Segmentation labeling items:
··········
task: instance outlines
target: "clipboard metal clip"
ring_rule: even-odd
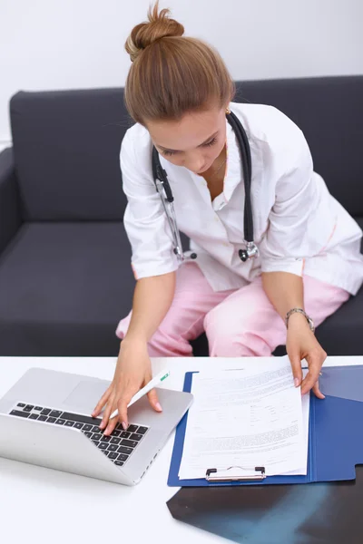
[[[237,475],[231,472],[229,474],[218,474],[220,472],[227,472],[231,469],[240,469],[241,471],[254,471],[258,472],[257,474],[246,474],[246,475]],[[260,473],[259,473],[260,472]],[[245,468],[240,466],[231,466],[227,469],[207,469],[205,473],[205,478],[208,481],[257,481],[257,480],[264,480],[266,478],[266,470],[265,467],[253,467],[253,468]]]

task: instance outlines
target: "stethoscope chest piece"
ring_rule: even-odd
[[[246,242],[246,249],[240,249],[239,257],[244,263],[254,257],[259,257],[259,248],[254,242]]]

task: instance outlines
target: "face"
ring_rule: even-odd
[[[146,127],[159,153],[201,175],[224,147],[225,108],[186,113],[180,121],[149,121]]]

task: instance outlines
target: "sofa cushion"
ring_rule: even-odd
[[[25,221],[122,220],[122,89],[20,92],[10,114]]]
[[[121,222],[25,224],[0,285],[2,355],[117,355],[134,285]]]
[[[238,82],[235,100],[290,117],[330,191],[363,216],[363,76]],[[123,89],[20,92],[10,116],[25,220],[123,218],[119,153],[132,124]]]

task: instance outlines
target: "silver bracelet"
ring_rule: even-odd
··········
Print all of the entries above again word for word, leaving out any pictures.

» RESPONSE TO THIS EXERCISE:
task: instance outlines
target: "clipboard metal clip"
ring_rule: even-odd
[[[237,475],[231,472],[229,474],[218,474],[220,472],[227,472],[231,469],[240,469],[241,471],[254,471],[258,472],[257,474],[246,474],[246,475]],[[260,473],[259,473],[260,472]],[[245,468],[240,466],[231,466],[227,469],[207,469],[205,473],[205,478],[208,481],[257,481],[257,480],[264,480],[266,478],[266,470],[265,467],[253,467],[253,468]]]

task: instance outlines
target: "stethoscope chest piece"
ring_rule: even-odd
[[[246,242],[246,249],[240,249],[239,257],[244,263],[254,257],[259,257],[259,248],[254,242]]]

task: instance outlines
target: "face"
ring_rule: even-odd
[[[146,127],[159,153],[201,175],[224,147],[225,108],[186,113],[180,121],[149,121]]]

task: instance outlines
target: "sofa cushion"
ring_rule: even-odd
[[[25,221],[122,220],[122,89],[20,92],[10,114]]]
[[[121,222],[25,224],[0,285],[2,355],[117,355],[134,285]]]
[[[238,82],[235,100],[290,117],[330,191],[363,216],[363,76]],[[123,89],[20,92],[10,116],[25,220],[123,218],[119,153],[132,124]]]

task: instance outlines
target: "silver bracelet"
ring_rule: even-odd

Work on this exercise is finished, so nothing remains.